■ DIRECTION 1 ■
List every step that the Apple II Asteroids port blog post says it is now time to take after the text-based proof-of-concept engine.
■ DIRECTION 2 ■
Continue the Apple II Asteroids port blog post, starting after its final sentence.

■ SOURCE ■
§
So how do we solve this? In a rare coincidence, the solution is actually an optimisation as far as an Apple port goes - and there are also a few options. The most straightforward is to replace the 6502 routine for the player ship entirely, bypassing the display list and directly rendering the appropriate bitmap on the Apple display. One step removed from that is to 'tokenise' the display list entry; rather than add the component vectors, simply add a 'token' command to display the player ship that the Apple rendering engine can parse. Both have pro's and con's.

At this point though, I think I've taken the text-based proof-of-concept engine as far as I need to. It's time to make the switch to the 2.8MHz IIGS, consider writing the rendering engine in native 65816, start working in graphics mode, and decide how best to solve the latest issue.

Monday, 19 June 2017

ASCIIroids

I've managed to avoid it for 40 years now, but there was no putting it off any longer; today I wrote my first 6502 code ever (I don't think I'll ever be the same again!) 😮

The first task though was to add another source file to the project and have it link to the main Asteroids code. Thus all the Apple-specific code is contained within the one source file, leaving the original code more-or-less untainted. This code ends up residing at $8000.

Aside from the previously mentioned two (2) simple patches, today I added a subroutine call at the end of the main loop, after the display list for the frame has been generated, to my Apple-specific rendering function in the second source file.

Now the exercise today was to implement something as quickly (easily) as possible in order to see something rendered on the display. To this end, I decided to brave the Apple II video memory mapping, stick to 8-bit mode and render (only) the characters on the text screen.

The rendering routine clears the Apple display, and then iterates through the display list, interpreting the Digital Video Generator (DVG) instructions and updating the Apple video display accordingly. I chose to implement a jump table for the DVG opcode handler routines, and after musing on how this could be done on the 6502, I concluded that one could make use of RTS; and I was subsequently pleased to discover it wasn't a silly idea.

With stub routines in place, the rendering routine iterates through the display list until it encounters the HALT instruction, which the 6502 code places on the end of every frame. It then returns control to the arcade 6502 code to update the game logic and render the next frame.

I'll reiterate something I posted earlier in this blog; I've no intention of - and there's no real need to - render individual component vectors for all the objects. The DVG ROM contains subroutines for drawing each of the objects, so it is sufficient - for the most part - to simply ascertain which object is being drawn, and render it as a whole on the Apple II display. Note that this extends to characters as well as graphics objects.

As far as the DVG emulation goes for today's exercise, I need only implement the CUR instruction (which sets the current beam position) and the JSR routine (which jumps to a DVG ROM routine). For the CUR opcode I simply extract the (10-bit) operands and store them in zero page memory for future reference. At the same time I also create 5-bit (0-31) and 4-bit (0-15) equivalent values for X, Y respectively to represent the Apple text mode coordinates.
§
■ DATA EXTRACT ■
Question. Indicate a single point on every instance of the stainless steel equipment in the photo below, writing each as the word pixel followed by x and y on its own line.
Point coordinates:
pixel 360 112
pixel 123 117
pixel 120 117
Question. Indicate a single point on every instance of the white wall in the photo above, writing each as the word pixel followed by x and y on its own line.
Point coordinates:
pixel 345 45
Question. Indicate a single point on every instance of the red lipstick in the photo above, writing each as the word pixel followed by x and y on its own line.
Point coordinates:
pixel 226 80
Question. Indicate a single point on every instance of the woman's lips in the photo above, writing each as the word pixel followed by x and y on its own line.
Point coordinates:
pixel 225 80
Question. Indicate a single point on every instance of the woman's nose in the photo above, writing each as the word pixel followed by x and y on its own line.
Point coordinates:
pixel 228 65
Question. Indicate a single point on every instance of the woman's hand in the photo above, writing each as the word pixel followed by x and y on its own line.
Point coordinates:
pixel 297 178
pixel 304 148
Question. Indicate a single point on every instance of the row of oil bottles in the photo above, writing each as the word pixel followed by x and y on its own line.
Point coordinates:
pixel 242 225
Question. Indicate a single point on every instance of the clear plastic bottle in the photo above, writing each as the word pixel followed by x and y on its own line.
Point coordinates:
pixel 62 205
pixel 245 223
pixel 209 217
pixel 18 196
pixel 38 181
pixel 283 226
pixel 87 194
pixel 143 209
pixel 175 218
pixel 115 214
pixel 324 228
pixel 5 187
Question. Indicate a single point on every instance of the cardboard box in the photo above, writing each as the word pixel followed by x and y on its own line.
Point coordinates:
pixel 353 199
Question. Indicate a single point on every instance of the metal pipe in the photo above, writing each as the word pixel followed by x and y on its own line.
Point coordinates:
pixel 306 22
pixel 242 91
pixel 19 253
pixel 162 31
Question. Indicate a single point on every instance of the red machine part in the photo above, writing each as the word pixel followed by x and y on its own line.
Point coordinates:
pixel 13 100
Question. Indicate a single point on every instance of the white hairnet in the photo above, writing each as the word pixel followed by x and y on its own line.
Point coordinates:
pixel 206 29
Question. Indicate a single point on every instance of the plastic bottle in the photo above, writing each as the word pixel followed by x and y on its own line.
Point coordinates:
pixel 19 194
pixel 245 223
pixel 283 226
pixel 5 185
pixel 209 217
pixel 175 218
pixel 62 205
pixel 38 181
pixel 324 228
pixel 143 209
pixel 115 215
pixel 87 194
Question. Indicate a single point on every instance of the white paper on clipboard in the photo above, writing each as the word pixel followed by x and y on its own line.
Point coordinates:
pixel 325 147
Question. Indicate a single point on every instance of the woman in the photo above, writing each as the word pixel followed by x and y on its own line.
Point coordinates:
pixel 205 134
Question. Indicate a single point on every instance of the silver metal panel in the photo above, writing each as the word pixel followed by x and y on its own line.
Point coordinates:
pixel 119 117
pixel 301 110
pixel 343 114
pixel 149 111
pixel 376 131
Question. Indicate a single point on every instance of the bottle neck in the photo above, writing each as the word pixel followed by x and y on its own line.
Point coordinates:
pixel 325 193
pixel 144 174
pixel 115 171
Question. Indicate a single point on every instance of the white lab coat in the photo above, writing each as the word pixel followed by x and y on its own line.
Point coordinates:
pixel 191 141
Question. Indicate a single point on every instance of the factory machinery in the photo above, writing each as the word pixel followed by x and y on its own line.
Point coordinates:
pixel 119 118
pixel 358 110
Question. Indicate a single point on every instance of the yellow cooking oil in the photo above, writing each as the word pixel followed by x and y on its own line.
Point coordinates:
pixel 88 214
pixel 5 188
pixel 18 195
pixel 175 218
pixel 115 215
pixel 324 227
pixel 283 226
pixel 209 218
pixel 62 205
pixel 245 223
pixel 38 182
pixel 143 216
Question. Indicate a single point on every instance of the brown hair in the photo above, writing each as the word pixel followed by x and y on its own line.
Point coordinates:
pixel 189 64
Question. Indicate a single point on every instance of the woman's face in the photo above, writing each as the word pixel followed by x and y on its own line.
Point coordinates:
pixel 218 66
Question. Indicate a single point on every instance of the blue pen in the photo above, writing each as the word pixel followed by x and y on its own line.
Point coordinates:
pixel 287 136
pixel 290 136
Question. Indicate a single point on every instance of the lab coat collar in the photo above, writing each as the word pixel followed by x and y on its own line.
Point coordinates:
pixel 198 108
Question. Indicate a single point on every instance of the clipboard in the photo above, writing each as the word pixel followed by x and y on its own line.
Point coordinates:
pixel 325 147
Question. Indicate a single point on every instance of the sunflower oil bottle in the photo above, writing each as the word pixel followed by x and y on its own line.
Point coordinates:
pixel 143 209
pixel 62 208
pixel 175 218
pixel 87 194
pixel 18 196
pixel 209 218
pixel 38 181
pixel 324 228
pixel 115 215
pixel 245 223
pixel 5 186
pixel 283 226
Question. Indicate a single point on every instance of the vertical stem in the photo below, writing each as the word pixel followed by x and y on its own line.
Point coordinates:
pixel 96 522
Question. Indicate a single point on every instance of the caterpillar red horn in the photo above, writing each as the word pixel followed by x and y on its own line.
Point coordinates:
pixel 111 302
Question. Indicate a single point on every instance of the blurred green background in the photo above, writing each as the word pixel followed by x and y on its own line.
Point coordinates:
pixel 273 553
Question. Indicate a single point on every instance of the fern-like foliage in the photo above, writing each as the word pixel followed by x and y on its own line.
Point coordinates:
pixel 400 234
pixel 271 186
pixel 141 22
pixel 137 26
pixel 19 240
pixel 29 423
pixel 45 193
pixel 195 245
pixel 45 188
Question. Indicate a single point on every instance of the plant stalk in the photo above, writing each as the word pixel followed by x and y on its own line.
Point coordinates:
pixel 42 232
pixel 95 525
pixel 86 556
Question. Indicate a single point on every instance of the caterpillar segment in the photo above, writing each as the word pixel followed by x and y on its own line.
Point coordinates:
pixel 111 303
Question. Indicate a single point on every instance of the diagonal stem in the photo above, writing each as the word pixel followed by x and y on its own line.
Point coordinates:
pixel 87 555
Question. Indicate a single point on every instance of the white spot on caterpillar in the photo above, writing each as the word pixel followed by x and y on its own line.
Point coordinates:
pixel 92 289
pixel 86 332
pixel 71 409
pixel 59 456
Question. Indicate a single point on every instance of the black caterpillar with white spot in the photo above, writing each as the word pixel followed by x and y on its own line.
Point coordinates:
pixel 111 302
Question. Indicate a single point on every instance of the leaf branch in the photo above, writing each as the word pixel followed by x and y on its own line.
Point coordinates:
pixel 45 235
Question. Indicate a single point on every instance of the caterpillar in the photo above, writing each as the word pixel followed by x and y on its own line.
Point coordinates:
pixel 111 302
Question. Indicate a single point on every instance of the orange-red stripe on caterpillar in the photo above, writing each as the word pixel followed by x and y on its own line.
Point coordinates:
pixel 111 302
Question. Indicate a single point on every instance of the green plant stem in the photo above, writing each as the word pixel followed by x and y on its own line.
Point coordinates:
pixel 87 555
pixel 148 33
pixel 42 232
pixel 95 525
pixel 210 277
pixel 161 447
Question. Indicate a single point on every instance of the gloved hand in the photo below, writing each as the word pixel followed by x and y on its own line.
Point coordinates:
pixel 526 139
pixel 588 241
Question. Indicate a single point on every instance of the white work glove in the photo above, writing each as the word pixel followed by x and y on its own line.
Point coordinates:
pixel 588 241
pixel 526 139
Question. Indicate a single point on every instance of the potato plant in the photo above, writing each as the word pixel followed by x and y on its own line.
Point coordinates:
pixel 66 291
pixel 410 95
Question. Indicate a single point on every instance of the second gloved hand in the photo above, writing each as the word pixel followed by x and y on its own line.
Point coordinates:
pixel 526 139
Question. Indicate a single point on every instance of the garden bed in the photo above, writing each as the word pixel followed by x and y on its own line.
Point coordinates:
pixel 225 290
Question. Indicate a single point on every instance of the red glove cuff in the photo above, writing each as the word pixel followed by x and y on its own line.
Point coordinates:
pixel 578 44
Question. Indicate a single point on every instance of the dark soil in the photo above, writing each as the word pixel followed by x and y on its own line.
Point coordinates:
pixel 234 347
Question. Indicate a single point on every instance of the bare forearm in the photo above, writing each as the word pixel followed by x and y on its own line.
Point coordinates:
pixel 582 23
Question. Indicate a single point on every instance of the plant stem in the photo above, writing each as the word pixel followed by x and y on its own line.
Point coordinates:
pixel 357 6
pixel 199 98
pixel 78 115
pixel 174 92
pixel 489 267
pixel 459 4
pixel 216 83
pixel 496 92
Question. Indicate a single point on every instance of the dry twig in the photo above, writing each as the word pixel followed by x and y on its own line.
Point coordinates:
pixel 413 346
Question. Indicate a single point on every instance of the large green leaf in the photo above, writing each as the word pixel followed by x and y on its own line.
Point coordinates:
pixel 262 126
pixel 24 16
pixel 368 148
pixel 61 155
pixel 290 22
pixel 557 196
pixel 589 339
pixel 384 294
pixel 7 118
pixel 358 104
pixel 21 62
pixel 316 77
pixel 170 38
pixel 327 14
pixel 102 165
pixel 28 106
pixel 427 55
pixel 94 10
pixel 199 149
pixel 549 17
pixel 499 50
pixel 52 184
§
■ EXERCISE RESPONSE 1 ■
- Make the switch to the 2.8MHz IIGS.
- Consider writing the rendering engine in native 65816.
- Start working in graphics mode.
- Decide how best to solve the latest issue.

■ EXERCISE RESPONSE 2 ■
For the JSR opcode, it will penultimately be a huge look-up table of object-drawing subroutine addresses and their corresponding Apple equivalents. As it transpires, the DVG ROM already has such a table for the 37 characters, so my JSR opcode handler checks against this table to see if it's a character. If not, it ignores it and returns, otherwise it converts the subroutine address into the corresponding Apple II character code, and then displays it at the aforementioned 'CUR' address on the screen. (I also cheat a little here; ordinarily the current position will have to be updated after displaying a character, but for today's exercise I simply increment the text mode X coordinate).

The end result is a recognisable display, with Player 1, Player 2 and High Scores, and a flashing "PUSH START". For those wondering, the copyright message at the bottom of the screen has its own DVG subroutine, and will therefore have to be handled explicitly in the DVG emulation.


Not bad for a few hours work, and my first 6502 program!

UPDATE: Added all three sizes of asteroids (#,*,+) and the UFO (@). In attract mode you can now see the asteroids getting hit by the UFO and breaking into smaller rocks!

Sunday, 18 June 2017

Asteroids on the Apple II - coming soon to a screen near you!

I was woken at 4:30am this morning with the knees of my 2 yr old son wedged against my back. As you do at my age and you're woken through the night, I stumbled to the bathroom and, still half asleep, took a seat.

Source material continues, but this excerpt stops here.